Document text
[Start of Attachment]
Half of the 1011 people surveyed by the Australian Council of Social Service said they were skipping meals and going without medication to keep the air conditioning or heating on.
Some said they were selling their belongings or using buy now, pay later (BNPL) products to afford their skyrocketing energy bills.
Others said they were simply avoiding cooling or heating their home altogether to limit energy use.
Von, a 62-year-old from the Central Coast in NSW on the disability pension, said putting on the air conditioning wasn’t an option.
“I get up really early and track the weather, I can’t really open the windows and we have black-out curtains and a floor fan in each bedroom that cools it a little but paying for air-conditioning is out of the question,” Von said.
“Trying to sleep is unbelievable. I take cold showers in the middle of the night to cool down and use wet towels.
“It’s hard to clean the house because it’s too hot. Cost is a huge factor.”
Melbourne man Euan, 61, is also on the disability support pension and said nights during the warmer months are “terrible”.
[End of Attachment]
Exercise objective
Pick up the article on households struggling with energy bills after its last sentence and carry it on.

Available data
[Start of Attachment]
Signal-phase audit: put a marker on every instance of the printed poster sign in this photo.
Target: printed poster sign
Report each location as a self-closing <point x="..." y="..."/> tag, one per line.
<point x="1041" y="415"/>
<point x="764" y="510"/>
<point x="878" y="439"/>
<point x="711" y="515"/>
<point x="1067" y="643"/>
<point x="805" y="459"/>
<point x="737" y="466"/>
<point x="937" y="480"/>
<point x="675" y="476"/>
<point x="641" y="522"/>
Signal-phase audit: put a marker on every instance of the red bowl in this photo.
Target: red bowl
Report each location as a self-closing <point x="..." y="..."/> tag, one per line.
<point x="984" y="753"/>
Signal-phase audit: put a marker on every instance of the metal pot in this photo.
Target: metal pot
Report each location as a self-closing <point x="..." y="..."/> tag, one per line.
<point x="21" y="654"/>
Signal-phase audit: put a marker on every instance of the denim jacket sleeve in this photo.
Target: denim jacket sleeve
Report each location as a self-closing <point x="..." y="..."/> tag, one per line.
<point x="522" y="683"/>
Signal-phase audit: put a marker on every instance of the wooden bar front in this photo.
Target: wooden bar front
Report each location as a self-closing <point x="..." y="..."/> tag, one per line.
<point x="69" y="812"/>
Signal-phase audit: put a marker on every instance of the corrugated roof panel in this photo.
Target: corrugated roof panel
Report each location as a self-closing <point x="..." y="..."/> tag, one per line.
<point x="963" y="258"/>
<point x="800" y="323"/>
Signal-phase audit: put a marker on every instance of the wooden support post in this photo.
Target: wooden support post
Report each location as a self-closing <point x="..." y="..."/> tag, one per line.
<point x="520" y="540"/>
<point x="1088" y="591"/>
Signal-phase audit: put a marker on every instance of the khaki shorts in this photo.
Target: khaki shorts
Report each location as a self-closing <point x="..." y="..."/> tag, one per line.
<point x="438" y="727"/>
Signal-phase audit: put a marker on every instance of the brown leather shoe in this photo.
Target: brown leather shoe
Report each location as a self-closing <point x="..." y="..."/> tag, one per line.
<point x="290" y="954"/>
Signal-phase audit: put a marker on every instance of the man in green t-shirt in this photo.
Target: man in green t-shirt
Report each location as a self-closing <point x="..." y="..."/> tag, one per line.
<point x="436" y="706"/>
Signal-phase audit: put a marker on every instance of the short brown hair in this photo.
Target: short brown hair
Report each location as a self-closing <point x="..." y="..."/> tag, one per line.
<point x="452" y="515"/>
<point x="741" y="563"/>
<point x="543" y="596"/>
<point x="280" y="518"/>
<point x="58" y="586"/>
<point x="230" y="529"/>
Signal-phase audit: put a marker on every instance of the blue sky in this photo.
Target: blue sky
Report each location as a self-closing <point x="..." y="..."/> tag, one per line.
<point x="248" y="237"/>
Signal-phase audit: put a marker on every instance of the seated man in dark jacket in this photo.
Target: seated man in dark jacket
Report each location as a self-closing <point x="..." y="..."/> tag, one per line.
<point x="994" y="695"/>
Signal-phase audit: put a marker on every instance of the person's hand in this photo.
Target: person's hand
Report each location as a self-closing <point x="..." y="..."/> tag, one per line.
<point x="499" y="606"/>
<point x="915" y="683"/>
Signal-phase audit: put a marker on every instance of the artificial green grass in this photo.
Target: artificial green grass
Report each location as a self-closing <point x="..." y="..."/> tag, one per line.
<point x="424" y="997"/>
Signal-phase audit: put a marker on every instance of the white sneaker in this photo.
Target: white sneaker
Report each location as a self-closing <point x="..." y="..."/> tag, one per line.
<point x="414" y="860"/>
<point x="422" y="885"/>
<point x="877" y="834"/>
[End of Attachment]
Answer space
“We do have a fixed air-conditioner but only in the main bedroom, the two kids’ bedrooms get incredibly hot in summer and stay that way,” he said.
“Every day is a battle for me and it’s worse at night with the heat.
“The house is more than 40 years old and the windows are old and single pane.”
Those surveyed by ACOSS said they wee cutting back the use of lights and cooling and limiting showers – or are are turning off big appliances to slash energy bills.
“It’s a complete travesty that in one of the world’s wealthiest nations people are getting sick, skipping meals and delaying medical appointments because they can’t afford to cool and power their homes,” said ACOSS chief executive Dr Cassandra Goldie.
ACOSS is calling on the federal government to fund energy upgrades to all 437,700 social housing properties by 2030.
“We urgently need to help people improve the thermal performance of housing, electrify and access rooftop solar and home batteries,” Goldie said, “with the most help going to low-income and First Nations housing.”
Energy bill prices are set to get worse from July 1 after the Australian Energy Regulator (AER) released its draft decision “default market offer” (DMO) today.
The average household may soon be paying as much as $200 more on annual electricity bills each year if the price caps for customers on standard plans are lifted.